> **Exercise task**
Tally the lines in the listing below that contain the string "bridge". Reply with the number alone.

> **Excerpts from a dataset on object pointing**
□ □ □

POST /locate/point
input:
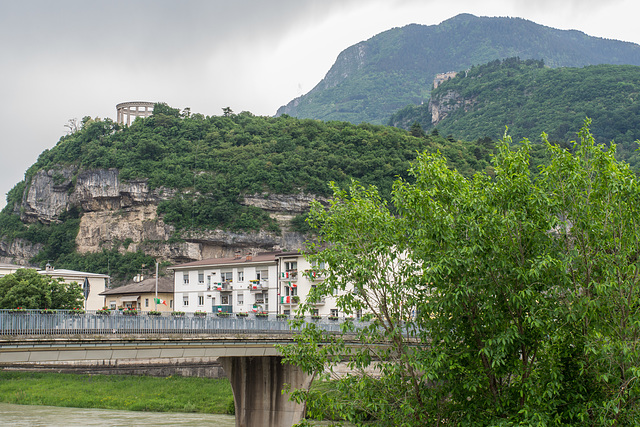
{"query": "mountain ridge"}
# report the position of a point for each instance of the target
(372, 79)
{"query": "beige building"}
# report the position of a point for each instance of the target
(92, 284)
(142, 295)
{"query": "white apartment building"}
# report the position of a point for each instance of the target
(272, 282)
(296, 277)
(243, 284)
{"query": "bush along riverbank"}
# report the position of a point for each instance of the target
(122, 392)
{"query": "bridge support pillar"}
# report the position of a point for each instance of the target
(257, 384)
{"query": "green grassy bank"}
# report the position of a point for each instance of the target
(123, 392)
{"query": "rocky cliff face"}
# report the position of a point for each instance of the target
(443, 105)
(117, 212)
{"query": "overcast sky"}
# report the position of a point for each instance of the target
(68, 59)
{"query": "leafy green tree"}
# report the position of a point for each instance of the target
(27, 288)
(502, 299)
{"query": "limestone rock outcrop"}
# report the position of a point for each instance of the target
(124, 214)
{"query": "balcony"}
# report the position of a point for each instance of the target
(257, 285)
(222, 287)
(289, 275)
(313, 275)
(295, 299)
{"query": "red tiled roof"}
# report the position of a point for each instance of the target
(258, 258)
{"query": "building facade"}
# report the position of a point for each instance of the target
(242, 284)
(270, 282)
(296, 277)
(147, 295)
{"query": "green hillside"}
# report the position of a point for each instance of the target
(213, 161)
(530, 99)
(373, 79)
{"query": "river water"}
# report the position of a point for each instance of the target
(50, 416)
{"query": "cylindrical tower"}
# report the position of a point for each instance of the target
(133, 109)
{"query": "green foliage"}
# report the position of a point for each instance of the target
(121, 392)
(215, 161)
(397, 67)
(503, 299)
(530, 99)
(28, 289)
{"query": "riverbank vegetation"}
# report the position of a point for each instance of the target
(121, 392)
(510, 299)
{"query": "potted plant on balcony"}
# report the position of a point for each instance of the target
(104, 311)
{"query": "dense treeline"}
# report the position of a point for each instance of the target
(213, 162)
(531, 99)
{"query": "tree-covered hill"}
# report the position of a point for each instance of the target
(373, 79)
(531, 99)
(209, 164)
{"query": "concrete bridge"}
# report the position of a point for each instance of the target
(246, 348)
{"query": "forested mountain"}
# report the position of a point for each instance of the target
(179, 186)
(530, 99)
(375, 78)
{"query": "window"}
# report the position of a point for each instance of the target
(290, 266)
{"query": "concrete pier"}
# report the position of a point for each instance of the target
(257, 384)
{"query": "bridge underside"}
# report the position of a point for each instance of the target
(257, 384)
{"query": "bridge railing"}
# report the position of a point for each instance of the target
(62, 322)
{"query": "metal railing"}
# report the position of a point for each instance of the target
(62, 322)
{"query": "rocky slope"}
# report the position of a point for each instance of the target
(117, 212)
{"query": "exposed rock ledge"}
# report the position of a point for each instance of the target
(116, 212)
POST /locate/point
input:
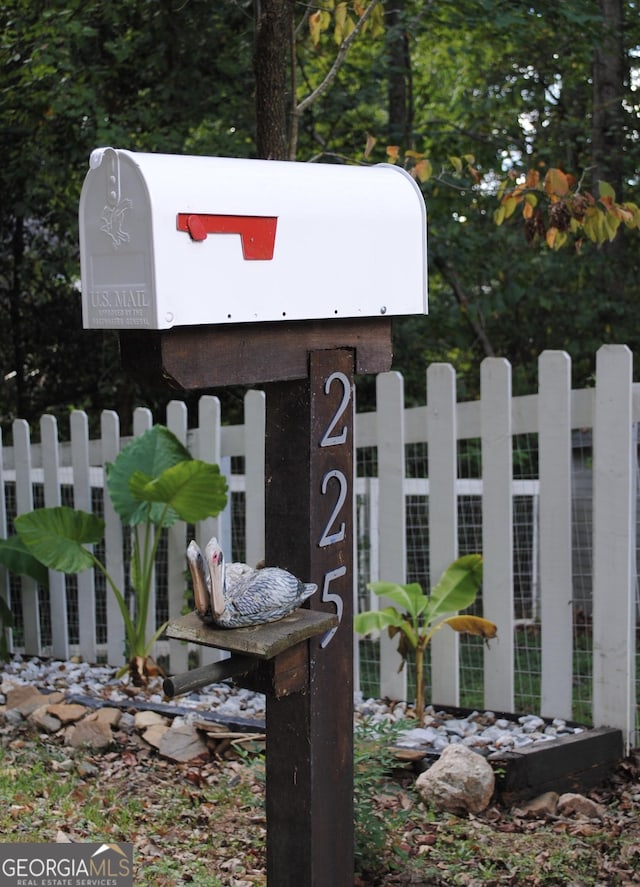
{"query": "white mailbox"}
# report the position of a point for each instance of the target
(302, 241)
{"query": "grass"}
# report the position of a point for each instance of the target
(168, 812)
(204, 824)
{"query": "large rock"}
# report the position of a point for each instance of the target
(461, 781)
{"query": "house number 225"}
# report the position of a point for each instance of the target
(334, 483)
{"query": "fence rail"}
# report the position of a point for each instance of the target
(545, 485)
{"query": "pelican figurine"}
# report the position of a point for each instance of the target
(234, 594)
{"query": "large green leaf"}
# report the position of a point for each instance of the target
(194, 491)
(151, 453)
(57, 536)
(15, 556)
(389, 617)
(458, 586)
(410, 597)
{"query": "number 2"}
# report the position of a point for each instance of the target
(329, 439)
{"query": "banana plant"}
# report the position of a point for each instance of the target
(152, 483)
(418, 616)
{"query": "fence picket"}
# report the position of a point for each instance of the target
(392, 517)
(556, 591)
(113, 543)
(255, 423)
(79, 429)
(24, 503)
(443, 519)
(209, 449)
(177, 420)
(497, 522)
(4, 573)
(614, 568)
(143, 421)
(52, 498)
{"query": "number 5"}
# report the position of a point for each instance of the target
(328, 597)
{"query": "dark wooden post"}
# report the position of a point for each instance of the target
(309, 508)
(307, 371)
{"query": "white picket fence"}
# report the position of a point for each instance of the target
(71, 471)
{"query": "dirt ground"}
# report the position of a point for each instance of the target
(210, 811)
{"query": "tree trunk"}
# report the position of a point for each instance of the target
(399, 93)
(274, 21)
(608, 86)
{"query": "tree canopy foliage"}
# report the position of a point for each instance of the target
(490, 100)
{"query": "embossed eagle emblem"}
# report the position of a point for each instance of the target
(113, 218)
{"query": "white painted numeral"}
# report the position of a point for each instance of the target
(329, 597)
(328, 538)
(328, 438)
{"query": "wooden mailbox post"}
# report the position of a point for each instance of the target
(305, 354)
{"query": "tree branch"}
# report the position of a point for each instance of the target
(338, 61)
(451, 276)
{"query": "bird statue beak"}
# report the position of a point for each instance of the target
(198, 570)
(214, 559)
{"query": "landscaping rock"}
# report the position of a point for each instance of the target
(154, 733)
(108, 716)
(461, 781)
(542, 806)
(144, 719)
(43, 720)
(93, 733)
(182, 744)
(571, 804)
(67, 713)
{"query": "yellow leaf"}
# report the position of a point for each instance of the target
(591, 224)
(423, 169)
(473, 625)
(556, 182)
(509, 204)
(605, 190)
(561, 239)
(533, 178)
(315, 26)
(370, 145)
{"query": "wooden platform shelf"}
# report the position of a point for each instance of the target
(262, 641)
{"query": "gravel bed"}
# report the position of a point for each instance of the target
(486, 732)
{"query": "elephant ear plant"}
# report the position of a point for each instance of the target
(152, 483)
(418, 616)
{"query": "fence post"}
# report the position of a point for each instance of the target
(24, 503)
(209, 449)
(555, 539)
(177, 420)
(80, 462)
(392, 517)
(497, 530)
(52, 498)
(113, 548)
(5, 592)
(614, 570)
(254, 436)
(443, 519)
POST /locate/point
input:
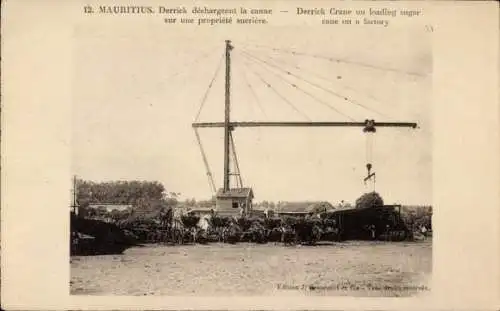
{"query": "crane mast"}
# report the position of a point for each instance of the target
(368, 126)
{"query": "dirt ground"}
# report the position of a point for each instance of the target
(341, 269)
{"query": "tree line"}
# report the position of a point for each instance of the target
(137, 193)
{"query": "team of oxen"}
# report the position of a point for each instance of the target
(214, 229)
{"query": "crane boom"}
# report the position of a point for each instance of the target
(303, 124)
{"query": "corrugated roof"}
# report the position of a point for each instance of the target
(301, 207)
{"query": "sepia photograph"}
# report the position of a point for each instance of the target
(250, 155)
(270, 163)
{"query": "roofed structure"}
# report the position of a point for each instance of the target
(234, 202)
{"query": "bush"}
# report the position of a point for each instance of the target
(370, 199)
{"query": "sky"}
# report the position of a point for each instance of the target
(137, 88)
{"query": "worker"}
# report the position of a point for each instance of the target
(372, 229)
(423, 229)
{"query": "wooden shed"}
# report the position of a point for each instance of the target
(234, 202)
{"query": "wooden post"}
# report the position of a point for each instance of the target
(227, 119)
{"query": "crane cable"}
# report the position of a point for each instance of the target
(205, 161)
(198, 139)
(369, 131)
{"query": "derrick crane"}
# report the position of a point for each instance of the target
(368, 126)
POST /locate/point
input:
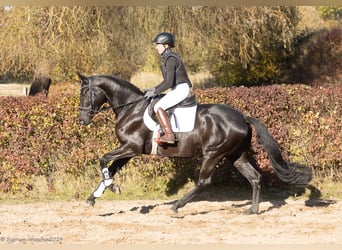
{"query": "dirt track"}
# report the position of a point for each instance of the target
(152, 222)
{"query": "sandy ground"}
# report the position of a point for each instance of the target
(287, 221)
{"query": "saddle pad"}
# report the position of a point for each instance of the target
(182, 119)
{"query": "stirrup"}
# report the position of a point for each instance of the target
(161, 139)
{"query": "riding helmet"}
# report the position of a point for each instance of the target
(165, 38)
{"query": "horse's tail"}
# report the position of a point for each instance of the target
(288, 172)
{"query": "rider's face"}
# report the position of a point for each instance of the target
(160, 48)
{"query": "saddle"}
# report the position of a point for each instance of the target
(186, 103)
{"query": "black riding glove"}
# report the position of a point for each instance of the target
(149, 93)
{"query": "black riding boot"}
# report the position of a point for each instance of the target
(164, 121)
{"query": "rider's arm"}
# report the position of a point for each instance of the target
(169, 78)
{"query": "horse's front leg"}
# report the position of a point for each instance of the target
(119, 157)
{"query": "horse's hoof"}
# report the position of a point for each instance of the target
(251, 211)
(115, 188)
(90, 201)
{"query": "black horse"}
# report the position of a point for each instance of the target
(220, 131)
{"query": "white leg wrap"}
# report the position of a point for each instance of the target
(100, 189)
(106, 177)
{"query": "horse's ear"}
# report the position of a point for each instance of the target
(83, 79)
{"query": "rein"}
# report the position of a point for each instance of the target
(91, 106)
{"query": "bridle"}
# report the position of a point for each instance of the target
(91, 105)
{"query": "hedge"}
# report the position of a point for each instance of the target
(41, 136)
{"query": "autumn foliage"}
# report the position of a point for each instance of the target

□ □ □

> **Complete response**
4